- _Task goal_
Copy these rows word for word, starting with the line containing "Running a dermatology lesion detector. Mark the baby's arm" and going on through the line containing "[1140,63,1209,198]", both of those lines included.

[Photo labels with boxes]
---+---
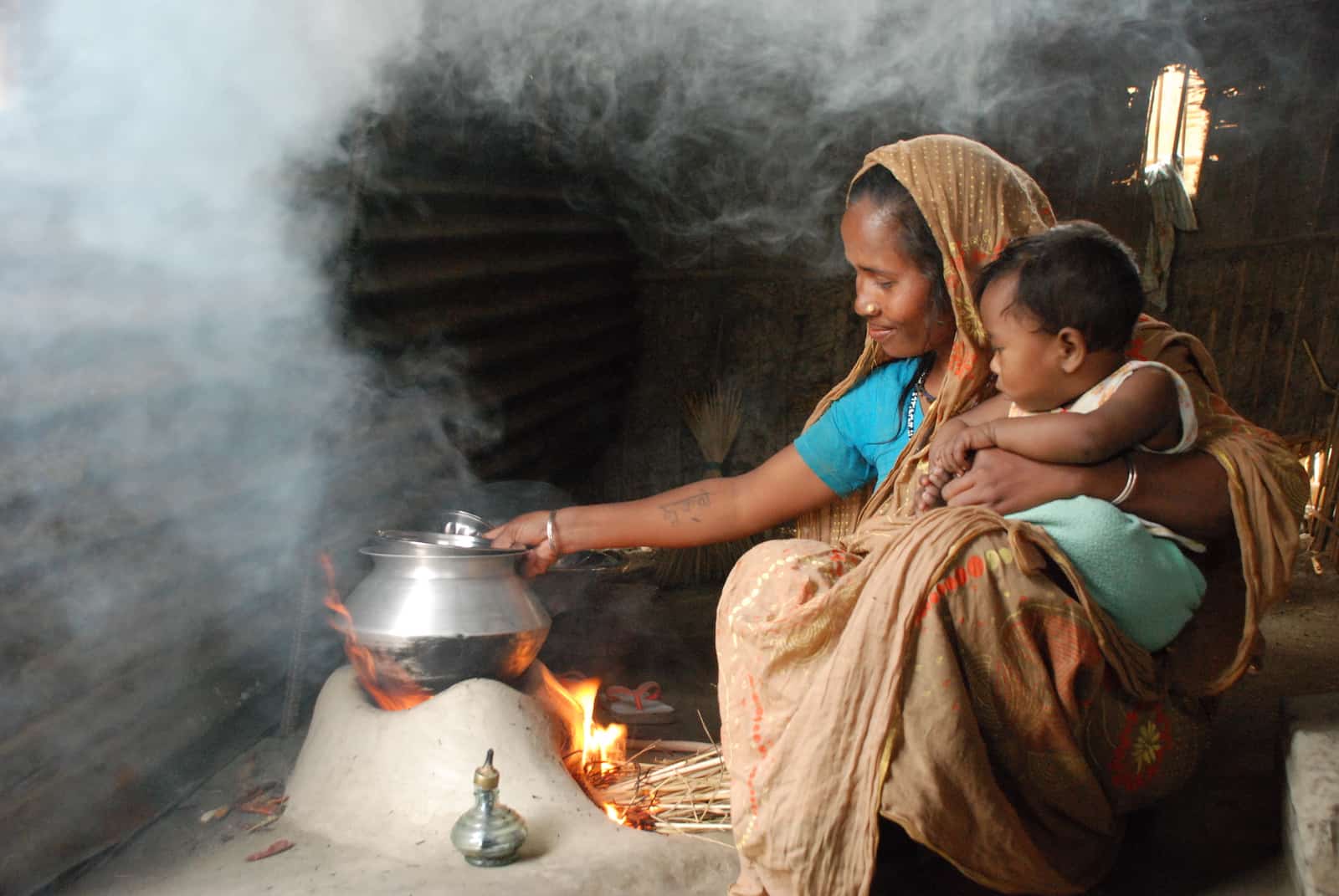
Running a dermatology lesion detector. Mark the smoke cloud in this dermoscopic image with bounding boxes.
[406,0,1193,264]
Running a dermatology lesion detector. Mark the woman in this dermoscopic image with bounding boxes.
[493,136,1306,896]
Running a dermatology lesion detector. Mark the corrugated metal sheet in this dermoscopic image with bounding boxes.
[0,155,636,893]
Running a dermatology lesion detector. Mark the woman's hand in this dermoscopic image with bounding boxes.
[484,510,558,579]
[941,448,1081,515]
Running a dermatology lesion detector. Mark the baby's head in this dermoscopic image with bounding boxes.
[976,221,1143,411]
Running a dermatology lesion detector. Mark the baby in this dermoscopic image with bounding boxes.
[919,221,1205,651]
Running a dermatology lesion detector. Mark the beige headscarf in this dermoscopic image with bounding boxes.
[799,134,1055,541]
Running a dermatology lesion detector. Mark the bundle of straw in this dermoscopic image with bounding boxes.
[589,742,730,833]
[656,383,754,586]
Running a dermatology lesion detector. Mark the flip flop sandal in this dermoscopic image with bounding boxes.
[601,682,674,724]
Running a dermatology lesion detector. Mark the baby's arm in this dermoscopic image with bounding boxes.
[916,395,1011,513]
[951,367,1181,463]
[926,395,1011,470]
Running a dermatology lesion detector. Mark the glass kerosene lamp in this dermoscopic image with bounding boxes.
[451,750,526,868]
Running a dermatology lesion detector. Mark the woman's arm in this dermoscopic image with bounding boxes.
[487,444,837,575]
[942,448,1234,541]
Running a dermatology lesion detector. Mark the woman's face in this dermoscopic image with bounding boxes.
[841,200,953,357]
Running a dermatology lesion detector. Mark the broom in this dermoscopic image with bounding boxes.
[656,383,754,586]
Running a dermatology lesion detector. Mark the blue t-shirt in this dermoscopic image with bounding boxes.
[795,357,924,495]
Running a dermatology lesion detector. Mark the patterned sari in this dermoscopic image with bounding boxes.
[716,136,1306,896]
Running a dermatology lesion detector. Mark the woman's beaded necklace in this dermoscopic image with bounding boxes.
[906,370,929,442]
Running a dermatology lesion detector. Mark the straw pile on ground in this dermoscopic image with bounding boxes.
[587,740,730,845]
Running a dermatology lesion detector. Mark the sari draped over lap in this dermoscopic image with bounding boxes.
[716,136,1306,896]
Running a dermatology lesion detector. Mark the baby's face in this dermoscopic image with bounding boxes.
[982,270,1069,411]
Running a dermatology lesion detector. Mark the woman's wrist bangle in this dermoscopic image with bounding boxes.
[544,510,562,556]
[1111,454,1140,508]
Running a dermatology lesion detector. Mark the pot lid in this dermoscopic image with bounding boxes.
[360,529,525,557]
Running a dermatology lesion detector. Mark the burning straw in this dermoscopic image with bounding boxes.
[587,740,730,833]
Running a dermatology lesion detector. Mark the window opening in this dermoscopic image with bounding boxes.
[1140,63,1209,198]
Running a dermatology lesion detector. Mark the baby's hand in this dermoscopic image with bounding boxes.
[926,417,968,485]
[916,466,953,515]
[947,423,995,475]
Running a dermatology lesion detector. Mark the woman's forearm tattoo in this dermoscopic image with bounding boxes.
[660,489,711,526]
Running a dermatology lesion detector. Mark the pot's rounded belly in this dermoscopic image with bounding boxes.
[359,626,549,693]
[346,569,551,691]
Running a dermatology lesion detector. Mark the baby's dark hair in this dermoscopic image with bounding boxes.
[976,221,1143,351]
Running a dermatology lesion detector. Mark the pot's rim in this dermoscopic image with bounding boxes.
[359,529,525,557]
---+---
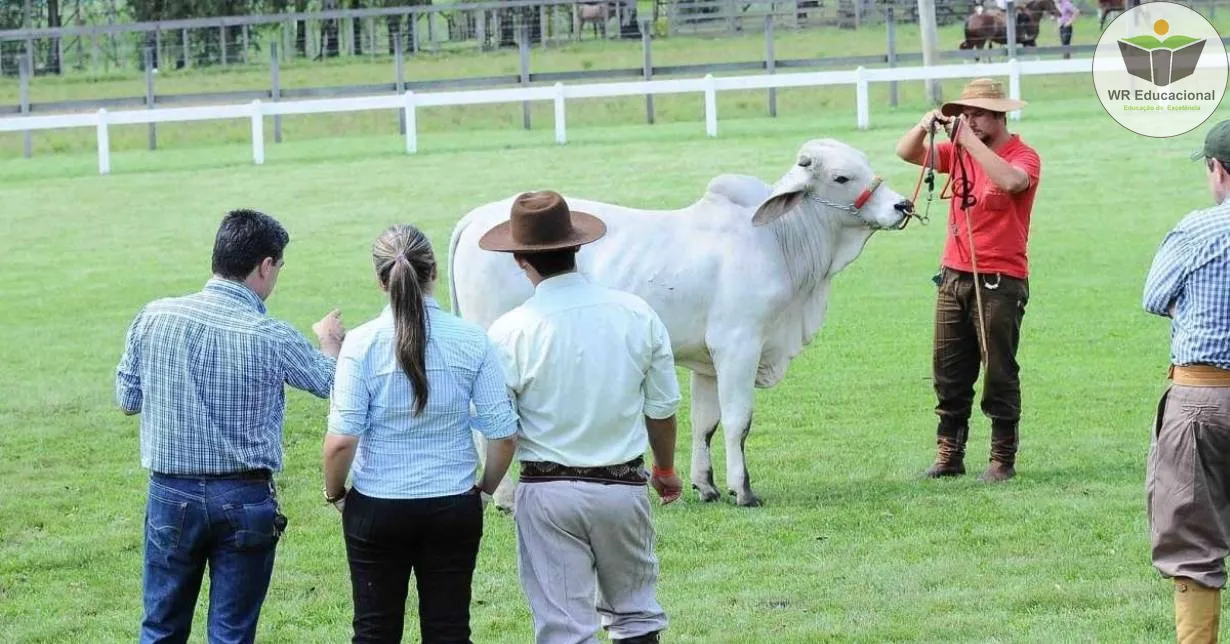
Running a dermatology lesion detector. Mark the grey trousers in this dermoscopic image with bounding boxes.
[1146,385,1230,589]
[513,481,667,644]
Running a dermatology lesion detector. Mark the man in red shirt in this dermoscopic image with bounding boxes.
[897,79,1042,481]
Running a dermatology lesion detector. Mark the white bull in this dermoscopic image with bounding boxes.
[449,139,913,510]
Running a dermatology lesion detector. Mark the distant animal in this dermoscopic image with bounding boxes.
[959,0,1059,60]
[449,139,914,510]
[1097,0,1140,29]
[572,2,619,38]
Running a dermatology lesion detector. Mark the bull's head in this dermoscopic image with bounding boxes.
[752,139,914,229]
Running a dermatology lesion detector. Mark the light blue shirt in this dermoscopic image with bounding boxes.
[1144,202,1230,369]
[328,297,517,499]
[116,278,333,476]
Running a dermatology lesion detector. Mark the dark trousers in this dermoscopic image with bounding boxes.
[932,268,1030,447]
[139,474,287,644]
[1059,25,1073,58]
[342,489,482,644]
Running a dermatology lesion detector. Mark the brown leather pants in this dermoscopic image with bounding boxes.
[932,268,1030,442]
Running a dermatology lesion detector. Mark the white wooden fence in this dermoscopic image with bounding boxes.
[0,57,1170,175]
---+---
- _Expected output_
Running a dermatology lesion detector. Mark the baby's arm in this dermoscopic image with bounding boxes.
[916,395,1011,513]
[951,367,1181,463]
[926,395,1011,470]
Running a dermatology lesion detector. Mark the glass kerosene lamp in this dermoscopic image with bounding boxes.
[451,750,526,868]
Running a dermatology lesion detector. Mark the woman's arm in this dermoscopic image with bounding boxes.
[487,444,837,575]
[942,448,1234,541]
Running a dermatology lesion detector. Mark the woman's face in this dermoscopic image with bounding boxes.
[841,200,953,357]
Running a dermatology lesion detector. Mark the broom in this dermoscopic image with bounding boxes.
[656,383,754,586]
Running a dermatology lesion detector. Mark the blue t-shirt in this dermoscopic image with bounding boxes.
[795,357,924,495]
Running a dermatology lesion detector. Mark the patterned sari in this dermoscopic image with bounding boxes.
[716,136,1306,896]
Running a dermatology lesion detector. Mark the woman's beaded necklace in this dermoscopic image with bounding boxes.
[906,370,929,442]
Running a dermatology lesion detector. Mark the straw pile on ground in this dermoscopic image with bounding boxes.
[587,740,730,845]
Running a dermatology lesion detector. Mark the sari draped over lap in this dermoscopic image with bounding boxes.
[716,136,1306,896]
Running a dermatology lesion detector. Mark the baby's face in this dermoscopic image with bounding boxes.
[982,270,1069,411]
Running a dermatology lesion detector. Mark the woman's wrist bangle in this dermoscopic image with bounding boxes.
[544,510,562,556]
[1111,454,1140,508]
Running a dermatology lesion detector. Mark the pot lid in this dermoscopic image with bounding boxes.
[360,529,525,557]
Running a dermatology lesion detector. Mark the burning straw in this dermoscopic image with bounding boxes.
[587,740,730,833]
Running a dermatology lesion detector. Mark the window opening in this dermoscopic image with bounding boxes.
[1140,63,1209,198]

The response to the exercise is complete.